=== Dataset ===
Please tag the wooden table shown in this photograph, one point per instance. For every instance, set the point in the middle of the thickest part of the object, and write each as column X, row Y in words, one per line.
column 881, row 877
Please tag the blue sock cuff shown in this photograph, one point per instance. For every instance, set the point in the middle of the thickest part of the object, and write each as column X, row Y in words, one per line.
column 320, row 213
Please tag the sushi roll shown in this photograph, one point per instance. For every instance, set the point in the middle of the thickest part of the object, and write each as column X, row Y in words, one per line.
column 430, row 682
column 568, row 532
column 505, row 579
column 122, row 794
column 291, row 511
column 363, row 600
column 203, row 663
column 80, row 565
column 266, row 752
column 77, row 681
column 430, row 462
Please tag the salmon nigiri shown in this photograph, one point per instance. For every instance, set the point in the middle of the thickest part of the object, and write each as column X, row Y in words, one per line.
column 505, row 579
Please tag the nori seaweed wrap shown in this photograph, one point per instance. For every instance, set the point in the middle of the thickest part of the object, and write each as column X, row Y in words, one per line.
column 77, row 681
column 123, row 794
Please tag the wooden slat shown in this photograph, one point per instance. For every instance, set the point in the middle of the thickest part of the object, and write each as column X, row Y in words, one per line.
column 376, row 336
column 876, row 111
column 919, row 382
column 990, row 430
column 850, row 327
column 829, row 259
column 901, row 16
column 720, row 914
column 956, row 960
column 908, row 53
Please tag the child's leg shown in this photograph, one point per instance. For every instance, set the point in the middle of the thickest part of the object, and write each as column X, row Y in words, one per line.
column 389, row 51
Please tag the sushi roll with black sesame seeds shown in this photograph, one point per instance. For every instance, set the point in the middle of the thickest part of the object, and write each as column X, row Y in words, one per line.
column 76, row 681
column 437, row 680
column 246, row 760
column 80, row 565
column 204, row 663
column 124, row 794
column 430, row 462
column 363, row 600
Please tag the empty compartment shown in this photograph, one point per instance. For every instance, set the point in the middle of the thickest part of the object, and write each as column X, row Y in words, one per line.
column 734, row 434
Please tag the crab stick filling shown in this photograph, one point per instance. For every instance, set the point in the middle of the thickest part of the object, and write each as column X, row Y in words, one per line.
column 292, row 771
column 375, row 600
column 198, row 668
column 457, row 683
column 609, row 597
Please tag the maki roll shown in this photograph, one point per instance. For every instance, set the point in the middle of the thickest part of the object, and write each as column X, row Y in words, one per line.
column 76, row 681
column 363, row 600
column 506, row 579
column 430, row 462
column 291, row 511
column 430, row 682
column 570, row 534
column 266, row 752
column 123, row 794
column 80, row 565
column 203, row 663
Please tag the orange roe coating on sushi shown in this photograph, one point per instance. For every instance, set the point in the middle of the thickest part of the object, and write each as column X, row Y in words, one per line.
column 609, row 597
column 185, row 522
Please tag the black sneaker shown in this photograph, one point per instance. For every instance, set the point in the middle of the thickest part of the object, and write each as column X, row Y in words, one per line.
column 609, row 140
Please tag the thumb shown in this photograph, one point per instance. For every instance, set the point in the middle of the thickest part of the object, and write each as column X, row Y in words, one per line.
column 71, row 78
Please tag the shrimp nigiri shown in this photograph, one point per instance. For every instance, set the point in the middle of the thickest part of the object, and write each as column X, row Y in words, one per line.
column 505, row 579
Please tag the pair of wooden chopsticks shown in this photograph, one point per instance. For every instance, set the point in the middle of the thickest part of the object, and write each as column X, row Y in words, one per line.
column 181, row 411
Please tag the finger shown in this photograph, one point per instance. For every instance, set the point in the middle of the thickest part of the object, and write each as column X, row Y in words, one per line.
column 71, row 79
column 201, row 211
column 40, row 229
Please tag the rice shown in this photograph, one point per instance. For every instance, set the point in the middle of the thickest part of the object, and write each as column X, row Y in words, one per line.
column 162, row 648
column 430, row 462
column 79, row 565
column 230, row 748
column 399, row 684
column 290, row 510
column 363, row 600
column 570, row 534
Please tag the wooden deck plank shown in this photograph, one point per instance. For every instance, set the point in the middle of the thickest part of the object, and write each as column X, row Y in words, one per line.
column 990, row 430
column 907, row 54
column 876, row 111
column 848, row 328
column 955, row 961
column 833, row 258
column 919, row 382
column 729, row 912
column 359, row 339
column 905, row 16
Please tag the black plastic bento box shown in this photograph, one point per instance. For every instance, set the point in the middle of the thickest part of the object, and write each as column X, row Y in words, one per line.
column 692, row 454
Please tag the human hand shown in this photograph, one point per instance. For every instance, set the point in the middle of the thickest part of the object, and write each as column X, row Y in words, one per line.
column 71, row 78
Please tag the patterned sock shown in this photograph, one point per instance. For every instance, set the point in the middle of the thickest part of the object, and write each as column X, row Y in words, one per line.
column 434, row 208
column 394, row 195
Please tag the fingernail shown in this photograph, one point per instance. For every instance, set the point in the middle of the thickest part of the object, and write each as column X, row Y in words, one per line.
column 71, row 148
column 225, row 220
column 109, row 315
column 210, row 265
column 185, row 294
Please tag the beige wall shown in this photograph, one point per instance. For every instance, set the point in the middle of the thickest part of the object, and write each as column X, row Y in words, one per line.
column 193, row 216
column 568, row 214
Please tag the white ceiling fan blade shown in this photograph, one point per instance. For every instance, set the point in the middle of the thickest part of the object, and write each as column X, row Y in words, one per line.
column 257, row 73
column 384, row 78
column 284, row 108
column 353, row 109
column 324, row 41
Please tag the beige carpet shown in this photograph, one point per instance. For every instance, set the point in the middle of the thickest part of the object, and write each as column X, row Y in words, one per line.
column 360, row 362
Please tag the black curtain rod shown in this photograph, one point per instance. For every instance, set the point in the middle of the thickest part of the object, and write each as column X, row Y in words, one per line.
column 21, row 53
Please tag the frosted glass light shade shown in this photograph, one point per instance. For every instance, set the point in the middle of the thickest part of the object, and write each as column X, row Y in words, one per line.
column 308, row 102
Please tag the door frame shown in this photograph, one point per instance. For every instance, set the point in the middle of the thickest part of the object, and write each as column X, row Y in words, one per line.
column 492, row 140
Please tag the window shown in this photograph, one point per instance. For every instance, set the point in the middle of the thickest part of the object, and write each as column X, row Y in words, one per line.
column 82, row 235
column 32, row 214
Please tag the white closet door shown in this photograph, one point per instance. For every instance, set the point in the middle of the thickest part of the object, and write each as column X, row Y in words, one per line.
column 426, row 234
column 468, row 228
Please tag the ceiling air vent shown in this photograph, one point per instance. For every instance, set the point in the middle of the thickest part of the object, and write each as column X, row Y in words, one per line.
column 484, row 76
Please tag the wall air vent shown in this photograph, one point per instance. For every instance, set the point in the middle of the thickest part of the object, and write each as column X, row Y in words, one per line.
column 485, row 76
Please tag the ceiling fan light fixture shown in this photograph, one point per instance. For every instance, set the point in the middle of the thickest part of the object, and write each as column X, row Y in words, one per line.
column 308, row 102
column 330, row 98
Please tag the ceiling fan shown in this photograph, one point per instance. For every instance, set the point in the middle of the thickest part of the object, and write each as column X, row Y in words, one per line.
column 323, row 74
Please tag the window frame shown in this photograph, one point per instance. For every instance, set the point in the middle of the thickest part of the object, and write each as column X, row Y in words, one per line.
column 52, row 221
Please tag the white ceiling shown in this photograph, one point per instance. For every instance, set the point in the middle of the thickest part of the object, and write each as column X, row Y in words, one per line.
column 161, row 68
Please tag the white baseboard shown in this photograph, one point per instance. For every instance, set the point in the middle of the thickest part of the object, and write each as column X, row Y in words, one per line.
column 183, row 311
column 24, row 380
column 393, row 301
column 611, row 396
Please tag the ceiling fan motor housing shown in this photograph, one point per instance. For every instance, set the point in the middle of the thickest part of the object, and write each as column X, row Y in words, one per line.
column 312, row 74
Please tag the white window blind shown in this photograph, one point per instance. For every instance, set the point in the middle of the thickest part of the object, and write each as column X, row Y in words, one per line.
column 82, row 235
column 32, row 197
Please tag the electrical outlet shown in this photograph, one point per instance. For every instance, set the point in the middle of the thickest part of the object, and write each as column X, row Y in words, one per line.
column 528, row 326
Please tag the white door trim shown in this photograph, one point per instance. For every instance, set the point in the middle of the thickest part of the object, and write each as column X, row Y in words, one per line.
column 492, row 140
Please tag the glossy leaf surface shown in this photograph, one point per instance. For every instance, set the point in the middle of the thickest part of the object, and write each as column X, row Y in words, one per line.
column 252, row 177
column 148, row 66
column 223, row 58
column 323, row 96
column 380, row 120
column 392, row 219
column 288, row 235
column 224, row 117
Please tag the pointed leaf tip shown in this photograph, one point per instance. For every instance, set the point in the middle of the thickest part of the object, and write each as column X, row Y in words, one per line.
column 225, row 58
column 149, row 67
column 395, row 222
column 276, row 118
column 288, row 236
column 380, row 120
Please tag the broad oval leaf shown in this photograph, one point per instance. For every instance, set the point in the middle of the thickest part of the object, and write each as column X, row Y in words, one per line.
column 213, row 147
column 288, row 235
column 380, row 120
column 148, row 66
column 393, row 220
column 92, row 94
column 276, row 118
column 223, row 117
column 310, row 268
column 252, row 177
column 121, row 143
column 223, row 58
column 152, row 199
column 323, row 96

=== Problem to solve ===
Each line from the one containing "Please tag the broad" through the last line of the material must be restated word for word, with no other text.

=== The completed task ===
Please tag the broad oval leaf shown in this photograph, one point per instance. For every instance, set the point in the middle of the thickest part of the object, and write each as column X, row Y in words, one per line.
column 213, row 147
column 288, row 235
column 380, row 120
column 148, row 66
column 393, row 220
column 92, row 94
column 276, row 118
column 223, row 117
column 310, row 268
column 252, row 177
column 121, row 143
column 223, row 58
column 152, row 199
column 323, row 96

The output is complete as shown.